Data for the task:
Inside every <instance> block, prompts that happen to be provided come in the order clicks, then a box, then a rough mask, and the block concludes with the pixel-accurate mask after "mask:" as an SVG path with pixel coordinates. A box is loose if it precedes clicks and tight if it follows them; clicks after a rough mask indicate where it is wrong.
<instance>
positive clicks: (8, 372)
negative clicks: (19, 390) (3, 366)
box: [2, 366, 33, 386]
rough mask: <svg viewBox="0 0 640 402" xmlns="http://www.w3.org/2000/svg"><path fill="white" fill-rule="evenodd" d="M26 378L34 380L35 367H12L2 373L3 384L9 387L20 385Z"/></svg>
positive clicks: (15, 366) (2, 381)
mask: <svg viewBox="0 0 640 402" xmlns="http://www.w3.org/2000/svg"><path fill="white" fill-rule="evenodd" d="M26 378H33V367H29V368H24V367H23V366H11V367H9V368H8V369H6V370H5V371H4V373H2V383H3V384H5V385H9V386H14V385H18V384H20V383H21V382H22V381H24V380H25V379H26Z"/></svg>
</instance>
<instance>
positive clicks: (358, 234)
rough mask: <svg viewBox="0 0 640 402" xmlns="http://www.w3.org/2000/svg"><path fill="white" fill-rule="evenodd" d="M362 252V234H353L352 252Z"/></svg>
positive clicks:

What you should do:
Convert all the records above into a Markdown table with the columns Row and Line. Number each line in order and skip any blank lines.

Your response:
| Row | Line |
|---|---|
| 1 | Inside every <instance> block, prompts that happen to be provided come in the order clicks, then a box, then a rough mask, and the block concludes with the pixel-accurate mask after "mask:" as an SVG path with pixel coordinates. A box is loose if it precedes clicks and tight if it follows them; clicks after a rough mask indicate where it is wrong. |
| 2 | <instance> |
| 3 | positive clicks: (8, 372) |
| 4 | negative clicks: (19, 390) (3, 366) |
| 5 | box: [2, 366, 33, 386] |
| 6 | rough mask: <svg viewBox="0 0 640 402" xmlns="http://www.w3.org/2000/svg"><path fill="white" fill-rule="evenodd" d="M26 378L34 380L35 367H12L2 373L3 384L9 387L20 385Z"/></svg> |
| 7 | positive clicks: (15, 366) (2, 381) |
| 8 | mask: <svg viewBox="0 0 640 402" xmlns="http://www.w3.org/2000/svg"><path fill="white" fill-rule="evenodd" d="M26 378H33V367H29V368H24V367H23V366H11V367H9V368H8V369H6V370H5V371H4V373H2V383H3V384H5V385H9V386H14V385H18V384H20V383H21V382H22V381H24V380H25V379H26Z"/></svg> |
| 9 | </instance> |
| 10 | <instance> |
| 11 | positive clicks: (358, 234) |
| 12 | rough mask: <svg viewBox="0 0 640 402" xmlns="http://www.w3.org/2000/svg"><path fill="white" fill-rule="evenodd" d="M362 252V234H353L352 252Z"/></svg> |
| 13 | positive clicks: |